Every line below from the one with "for every instance of the white brush" through the one with "for every instance of the asparagus" should be retyped exactly, both ends included; no other lines and no pictures.

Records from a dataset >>

================

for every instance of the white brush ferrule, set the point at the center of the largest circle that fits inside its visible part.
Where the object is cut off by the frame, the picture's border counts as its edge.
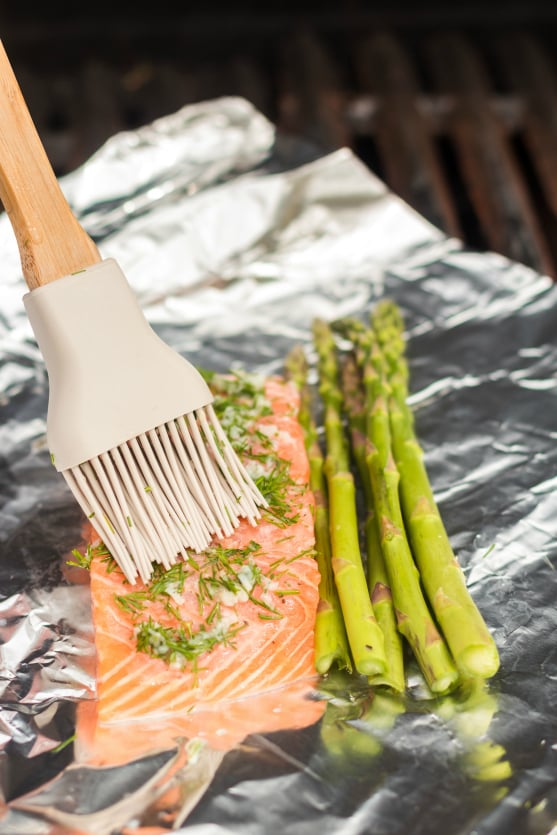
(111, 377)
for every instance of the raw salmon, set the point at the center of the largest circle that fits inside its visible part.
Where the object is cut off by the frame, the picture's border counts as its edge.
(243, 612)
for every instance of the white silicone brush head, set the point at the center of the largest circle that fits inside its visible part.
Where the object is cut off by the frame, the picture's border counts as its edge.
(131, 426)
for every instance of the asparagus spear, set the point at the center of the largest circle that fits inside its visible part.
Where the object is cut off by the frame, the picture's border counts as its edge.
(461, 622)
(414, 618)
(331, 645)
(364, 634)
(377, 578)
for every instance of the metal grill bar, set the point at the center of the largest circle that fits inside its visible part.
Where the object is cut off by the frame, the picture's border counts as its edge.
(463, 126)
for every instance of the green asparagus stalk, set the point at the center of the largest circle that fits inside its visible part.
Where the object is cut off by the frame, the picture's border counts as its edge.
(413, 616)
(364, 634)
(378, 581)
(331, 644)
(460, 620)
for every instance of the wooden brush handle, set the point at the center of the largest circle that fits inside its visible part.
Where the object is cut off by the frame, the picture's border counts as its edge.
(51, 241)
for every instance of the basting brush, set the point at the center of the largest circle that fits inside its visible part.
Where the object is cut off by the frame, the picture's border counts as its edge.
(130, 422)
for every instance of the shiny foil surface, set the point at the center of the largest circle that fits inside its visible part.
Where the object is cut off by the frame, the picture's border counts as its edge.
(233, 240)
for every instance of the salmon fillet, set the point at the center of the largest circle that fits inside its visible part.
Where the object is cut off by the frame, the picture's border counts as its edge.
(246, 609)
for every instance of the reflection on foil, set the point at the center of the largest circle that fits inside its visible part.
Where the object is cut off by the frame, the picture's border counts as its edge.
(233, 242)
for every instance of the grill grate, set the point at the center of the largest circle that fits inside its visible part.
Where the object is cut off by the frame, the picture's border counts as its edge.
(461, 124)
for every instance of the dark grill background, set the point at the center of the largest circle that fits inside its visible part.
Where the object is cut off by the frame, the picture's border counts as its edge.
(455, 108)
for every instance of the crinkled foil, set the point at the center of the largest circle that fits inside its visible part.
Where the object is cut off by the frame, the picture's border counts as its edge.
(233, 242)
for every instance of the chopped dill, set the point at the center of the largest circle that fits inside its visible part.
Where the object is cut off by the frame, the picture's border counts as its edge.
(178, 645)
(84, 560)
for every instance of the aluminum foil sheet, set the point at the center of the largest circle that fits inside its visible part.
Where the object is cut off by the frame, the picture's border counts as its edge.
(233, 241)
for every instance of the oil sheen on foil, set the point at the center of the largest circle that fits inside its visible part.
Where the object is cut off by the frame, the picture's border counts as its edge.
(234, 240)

================

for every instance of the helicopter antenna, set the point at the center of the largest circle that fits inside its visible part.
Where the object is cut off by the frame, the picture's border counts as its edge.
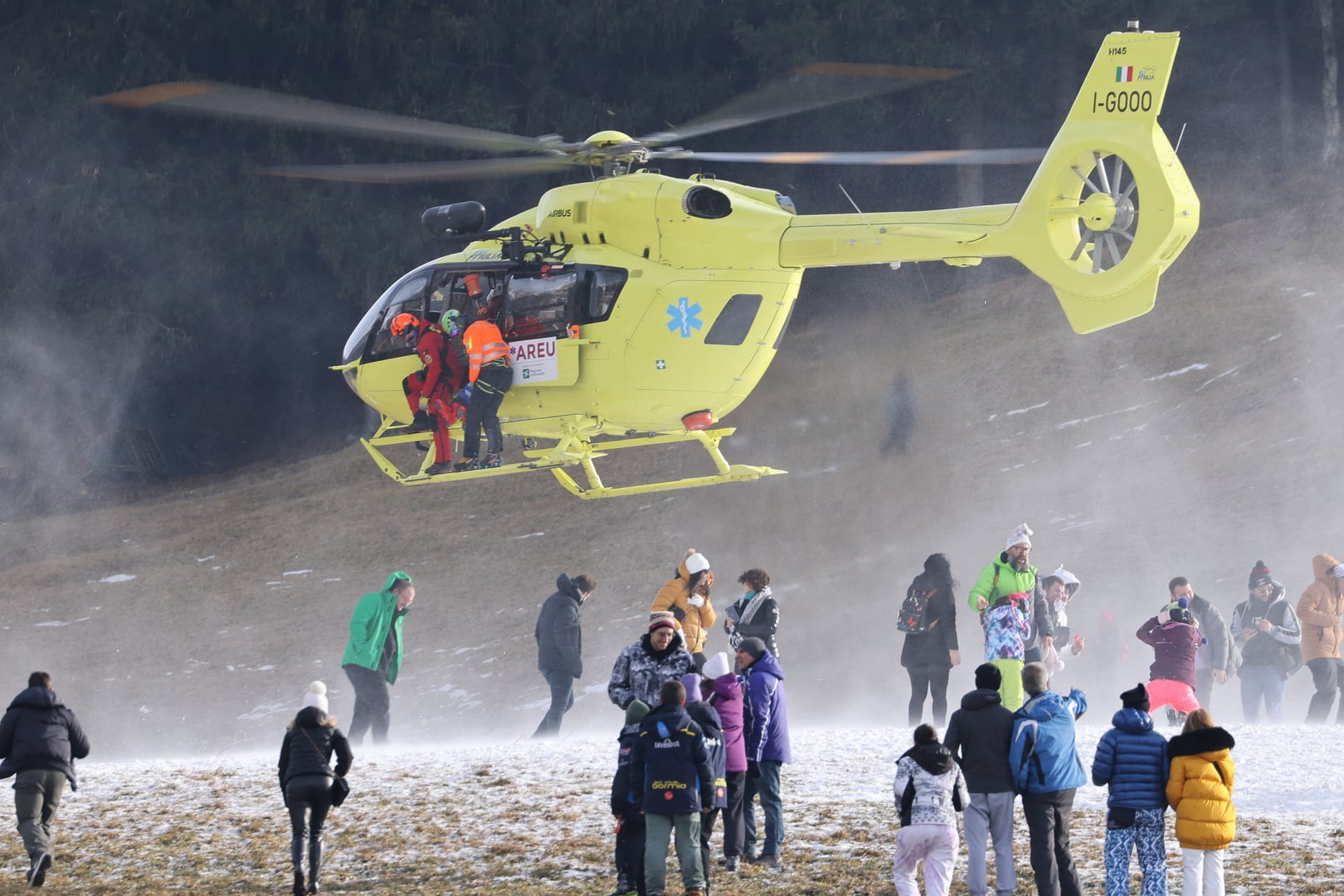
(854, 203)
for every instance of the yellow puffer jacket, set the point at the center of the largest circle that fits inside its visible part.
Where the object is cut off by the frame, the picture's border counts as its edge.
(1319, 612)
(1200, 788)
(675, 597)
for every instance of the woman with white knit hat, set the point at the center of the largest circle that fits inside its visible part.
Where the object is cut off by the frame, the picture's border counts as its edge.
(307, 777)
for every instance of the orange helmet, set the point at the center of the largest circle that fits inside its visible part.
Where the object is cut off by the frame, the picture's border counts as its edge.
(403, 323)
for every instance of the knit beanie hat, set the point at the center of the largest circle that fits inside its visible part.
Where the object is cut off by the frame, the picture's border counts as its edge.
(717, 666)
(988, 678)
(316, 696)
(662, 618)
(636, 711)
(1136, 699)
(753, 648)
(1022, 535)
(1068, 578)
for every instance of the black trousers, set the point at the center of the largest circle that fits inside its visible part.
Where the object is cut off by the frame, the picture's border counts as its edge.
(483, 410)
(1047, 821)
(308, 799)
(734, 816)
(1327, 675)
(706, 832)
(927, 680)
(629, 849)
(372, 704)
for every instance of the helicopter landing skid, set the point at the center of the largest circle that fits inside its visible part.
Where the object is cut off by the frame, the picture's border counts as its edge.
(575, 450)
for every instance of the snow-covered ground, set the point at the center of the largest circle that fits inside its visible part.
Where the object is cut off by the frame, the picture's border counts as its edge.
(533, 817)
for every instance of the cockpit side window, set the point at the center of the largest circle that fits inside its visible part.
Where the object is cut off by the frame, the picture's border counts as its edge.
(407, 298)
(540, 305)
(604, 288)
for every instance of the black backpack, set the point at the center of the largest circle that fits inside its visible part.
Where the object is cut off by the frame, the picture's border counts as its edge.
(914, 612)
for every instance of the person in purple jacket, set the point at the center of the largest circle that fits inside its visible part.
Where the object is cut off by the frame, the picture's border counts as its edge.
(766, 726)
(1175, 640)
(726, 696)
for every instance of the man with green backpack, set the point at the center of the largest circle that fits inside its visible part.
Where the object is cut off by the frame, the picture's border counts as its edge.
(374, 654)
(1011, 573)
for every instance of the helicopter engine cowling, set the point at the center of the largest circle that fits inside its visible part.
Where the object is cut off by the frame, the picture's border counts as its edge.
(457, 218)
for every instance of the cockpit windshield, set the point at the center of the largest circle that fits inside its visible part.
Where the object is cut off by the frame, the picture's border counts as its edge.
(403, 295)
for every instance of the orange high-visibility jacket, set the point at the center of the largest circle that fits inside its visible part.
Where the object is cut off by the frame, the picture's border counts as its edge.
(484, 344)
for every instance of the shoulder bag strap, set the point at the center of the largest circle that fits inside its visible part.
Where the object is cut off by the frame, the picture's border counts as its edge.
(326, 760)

================

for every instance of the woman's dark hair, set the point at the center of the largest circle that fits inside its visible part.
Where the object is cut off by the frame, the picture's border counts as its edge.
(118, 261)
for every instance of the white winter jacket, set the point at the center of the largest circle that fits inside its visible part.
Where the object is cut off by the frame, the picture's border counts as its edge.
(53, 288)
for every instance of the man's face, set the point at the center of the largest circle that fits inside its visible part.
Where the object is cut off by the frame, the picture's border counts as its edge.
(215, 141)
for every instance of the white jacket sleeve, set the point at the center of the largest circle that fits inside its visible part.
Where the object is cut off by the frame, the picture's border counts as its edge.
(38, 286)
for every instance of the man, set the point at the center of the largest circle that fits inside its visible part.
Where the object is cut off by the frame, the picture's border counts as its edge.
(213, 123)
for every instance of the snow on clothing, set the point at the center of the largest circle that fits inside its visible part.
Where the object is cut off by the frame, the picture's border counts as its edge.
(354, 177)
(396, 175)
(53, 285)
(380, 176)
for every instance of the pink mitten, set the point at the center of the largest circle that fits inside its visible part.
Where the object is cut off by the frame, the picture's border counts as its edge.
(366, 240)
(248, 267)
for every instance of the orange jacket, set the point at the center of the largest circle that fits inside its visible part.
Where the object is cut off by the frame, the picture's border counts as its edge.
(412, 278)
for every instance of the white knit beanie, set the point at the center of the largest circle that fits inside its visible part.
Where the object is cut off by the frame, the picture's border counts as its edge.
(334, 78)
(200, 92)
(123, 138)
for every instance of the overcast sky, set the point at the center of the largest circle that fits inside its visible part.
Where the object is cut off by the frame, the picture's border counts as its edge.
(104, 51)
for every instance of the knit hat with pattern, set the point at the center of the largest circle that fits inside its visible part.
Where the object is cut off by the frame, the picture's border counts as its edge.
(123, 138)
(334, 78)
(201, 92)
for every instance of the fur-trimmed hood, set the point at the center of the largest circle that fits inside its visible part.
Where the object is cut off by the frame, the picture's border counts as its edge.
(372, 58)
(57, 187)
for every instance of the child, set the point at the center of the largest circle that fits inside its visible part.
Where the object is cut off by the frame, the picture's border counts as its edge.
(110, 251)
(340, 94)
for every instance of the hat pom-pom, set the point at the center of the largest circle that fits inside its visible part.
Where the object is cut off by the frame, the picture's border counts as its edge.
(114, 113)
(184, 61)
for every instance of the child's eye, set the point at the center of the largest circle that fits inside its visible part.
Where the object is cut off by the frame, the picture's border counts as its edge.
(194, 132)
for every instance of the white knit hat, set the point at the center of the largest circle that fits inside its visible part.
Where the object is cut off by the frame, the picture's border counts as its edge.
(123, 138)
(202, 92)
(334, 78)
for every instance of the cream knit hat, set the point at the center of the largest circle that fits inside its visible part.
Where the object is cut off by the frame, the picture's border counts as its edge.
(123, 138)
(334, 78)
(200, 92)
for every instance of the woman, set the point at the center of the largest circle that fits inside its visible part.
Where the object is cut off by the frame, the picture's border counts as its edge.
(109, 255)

================

Solution >>
for every instance of the white brush ferrule, set the point at the center of the largest circle that fits inside its visible part.
Where the object is cut off by the frame, the picture's border counts as its edge.
(111, 377)
for every instance of the raw salmon, set the point at the center of the largest circle that fits inside its visible part.
Where the object is cut off by the frame, the picture's border counts as its edge.
(243, 612)
for every instance of the white silicone brush head, set the point at the center of the largest circle that fits inside its visible part.
Where the object is cut off by the frame, the picture's border counts as its edge.
(131, 426)
for every instance of the asparagus spear, set the point at the center of the largest circle that fits inside its visible part.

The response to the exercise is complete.